● Record set
-- Begin --
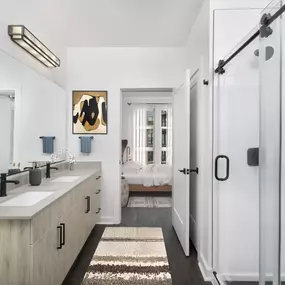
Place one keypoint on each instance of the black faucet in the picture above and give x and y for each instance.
(48, 169)
(28, 168)
(4, 181)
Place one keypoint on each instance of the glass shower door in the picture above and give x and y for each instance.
(270, 146)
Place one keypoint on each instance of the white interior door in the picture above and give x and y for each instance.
(181, 163)
(195, 123)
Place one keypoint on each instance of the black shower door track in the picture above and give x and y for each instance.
(223, 63)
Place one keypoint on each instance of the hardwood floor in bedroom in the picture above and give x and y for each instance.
(184, 271)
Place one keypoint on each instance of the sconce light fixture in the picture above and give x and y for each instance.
(26, 40)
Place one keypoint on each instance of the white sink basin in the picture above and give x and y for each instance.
(66, 179)
(26, 199)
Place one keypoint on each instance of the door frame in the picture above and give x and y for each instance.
(122, 91)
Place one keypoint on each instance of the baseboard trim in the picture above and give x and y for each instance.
(205, 269)
(107, 221)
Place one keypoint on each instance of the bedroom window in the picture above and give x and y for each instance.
(163, 118)
(152, 134)
(150, 118)
(150, 157)
(164, 138)
(150, 138)
(163, 157)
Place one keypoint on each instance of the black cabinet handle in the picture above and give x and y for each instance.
(228, 168)
(63, 233)
(60, 237)
(88, 204)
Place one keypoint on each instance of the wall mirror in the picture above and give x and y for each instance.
(31, 107)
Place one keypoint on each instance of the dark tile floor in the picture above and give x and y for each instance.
(184, 271)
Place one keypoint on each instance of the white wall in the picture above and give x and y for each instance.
(112, 69)
(40, 110)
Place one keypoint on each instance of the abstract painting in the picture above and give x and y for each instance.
(89, 112)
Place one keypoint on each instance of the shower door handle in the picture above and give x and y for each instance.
(227, 168)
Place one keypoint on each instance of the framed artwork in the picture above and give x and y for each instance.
(89, 112)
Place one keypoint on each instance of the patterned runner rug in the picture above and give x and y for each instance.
(149, 202)
(129, 256)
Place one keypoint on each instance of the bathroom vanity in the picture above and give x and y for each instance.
(43, 228)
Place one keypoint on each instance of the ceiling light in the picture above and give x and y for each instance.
(25, 39)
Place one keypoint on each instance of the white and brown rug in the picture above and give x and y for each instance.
(149, 202)
(129, 256)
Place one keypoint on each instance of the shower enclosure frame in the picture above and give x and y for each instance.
(265, 31)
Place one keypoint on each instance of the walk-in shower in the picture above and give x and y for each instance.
(248, 151)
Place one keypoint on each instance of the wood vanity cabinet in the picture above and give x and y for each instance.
(41, 251)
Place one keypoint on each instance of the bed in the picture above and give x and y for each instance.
(149, 178)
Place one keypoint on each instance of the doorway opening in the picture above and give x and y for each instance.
(146, 152)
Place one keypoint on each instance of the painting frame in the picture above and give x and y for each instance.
(88, 92)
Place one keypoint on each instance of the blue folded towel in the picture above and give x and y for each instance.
(48, 145)
(86, 144)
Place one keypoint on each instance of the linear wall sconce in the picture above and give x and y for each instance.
(26, 40)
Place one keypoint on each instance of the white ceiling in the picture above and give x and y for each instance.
(105, 22)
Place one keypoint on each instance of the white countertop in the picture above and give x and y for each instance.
(58, 188)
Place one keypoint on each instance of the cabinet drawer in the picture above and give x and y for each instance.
(42, 222)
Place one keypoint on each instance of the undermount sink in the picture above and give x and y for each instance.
(26, 199)
(65, 179)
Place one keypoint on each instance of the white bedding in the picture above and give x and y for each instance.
(149, 175)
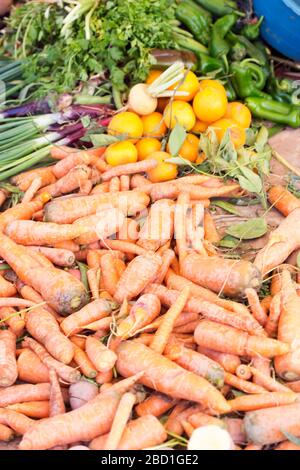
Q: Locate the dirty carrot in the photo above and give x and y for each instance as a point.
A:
(95, 310)
(31, 369)
(162, 334)
(8, 364)
(226, 339)
(120, 420)
(103, 358)
(32, 409)
(64, 371)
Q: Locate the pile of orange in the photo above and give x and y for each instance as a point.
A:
(204, 106)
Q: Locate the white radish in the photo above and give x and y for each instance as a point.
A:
(143, 98)
(210, 438)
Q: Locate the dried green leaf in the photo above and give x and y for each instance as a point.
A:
-- End --
● Task brief
Copy all the entries word for word. Omit any pictures.

● Written answer
Place one keypoint on each instance of the black faucet in the picture above and give x and y for each instance.
(48, 169)
(28, 168)
(4, 181)
Place one keypoint on each instance of the glass shower door in the picture above and give x and y for each instance.
(270, 146)
Place one keypoint on each instance of the white interior door in the picture above and give x and y for each instance.
(181, 163)
(195, 123)
Place one keypoint on each instance of the black shower door track in the picture above and give x and y for each instance.
(223, 63)
Place one keypoint on each instance of the hardwood floor in bedroom in the picture above and give x and y for each instance.
(184, 271)
Place one keypoint on each instance of the sconce light fixture in the picture above and give x and y for each instance.
(26, 40)
Place one keypoint on each instance of the white sink basin in the picture above and give x and y for each instance.
(66, 179)
(26, 199)
Place one keypoint on each instance of the door frame in the picture above and give x and y for each instance.
(122, 91)
Place one keypoint on each instance of the baseboard trim in the picture above and give x and y for each instance.
(205, 269)
(107, 221)
Place one keypoint on each instance of the bedroom window in the picture above and give x and y for each instance.
(163, 118)
(152, 134)
(150, 118)
(150, 157)
(164, 138)
(150, 138)
(163, 157)
Place one keypoint on each instance of the black cabinet handle in the picture above and give x and y for each instance.
(228, 168)
(63, 233)
(60, 237)
(88, 204)
Place one keypoint on each instance of the wall mirror in the picture above and give x and y for each instance.
(31, 107)
Place one keypoint on each instance of the dark tile floor in the picture above and give x and y for each instance.
(184, 271)
Place one keypoint on each instance of the white wall in the picture above and give x and y for each instance.
(112, 69)
(40, 110)
Place one keypoint on each instance of the abstract painting in the picture above and give x and y for each instance.
(89, 112)
Place one keypoint on each instance of the shower door handle in the picture above and give x and y for each instance.
(227, 168)
Place one keypoint on each instance of the framed artwork in the picture above and give x and y for each instance.
(89, 112)
Place one keypoint on each instance of the patterned runner rug in the picture above and give x and y for each instance.
(149, 202)
(129, 256)
Place one keypoint on each instance of the bathroom vanity in the picture above and give x and y for each instance.
(43, 228)
Place one keypoint on each instance of the ceiling light in the picture above and give x and y for each instance.
(25, 39)
Place one keypoint on each instance of the white and brown rug in the picture above and give x and y for each instance.
(149, 202)
(129, 256)
Place one keypoint on each instance of the shower enclosure frame in the picture above and give x and y for each instance.
(265, 31)
Place one keypoint on each instance of the walk-in shower in the picture above and give x and y for each instance.
(248, 151)
Place one keypoint on each instance of the wood vanity cabinet in the picture above and give x and y for each instance.
(41, 251)
Place one keypoint on each instance of the bed in the picture above and give x and y for each instance.
(149, 178)
Place one keypoint on each instance of the doorway opening in the picture above and give x and y for each instance.
(146, 152)
Place one keypoint on each instance of the painting frame in the picture above and give x and y for each instance.
(88, 92)
Place one keypoint on each instance of the blue folded towel in the picture above and give x and y for each instance.
(48, 145)
(86, 144)
Place one keypoint on each instance of the linear wall sconce in the picture above and give x and y for each instance.
(26, 40)
Place one keypoint on each instance of the white ceiling in the picture above and give x and y for each instance.
(105, 22)
Place one keypoint on each instance of the white countertop in the picture above and give x and y for each instance.
(58, 188)
Place one keypoint on each instance of the cabinet drawer in the picture above and give x and y for each instance.
(42, 222)
Place one keypoint on each instance of the undermount sink in the picture above and give x and y for each instance.
(26, 199)
(65, 179)
Place one keypoint on each instance of the white bedding in the picture above and give x and y for each instance.
(149, 175)
Q: Locate the dirty carrot in the photo above and give x and y for each instance as a point.
A:
(95, 310)
(31, 369)
(162, 334)
(8, 364)
(226, 339)
(120, 420)
(103, 358)
(32, 409)
(64, 371)
Q: Locate the pile of orange in the photo above and give x and y for each instance as a point.
A:
(204, 106)
Q: Locate the white radish in the photo above and give x and y for each instance as a point.
A:
(143, 98)
(210, 438)
Q: Locate the dried green leaf in the photo above and give x and y for each instance as a point.
A:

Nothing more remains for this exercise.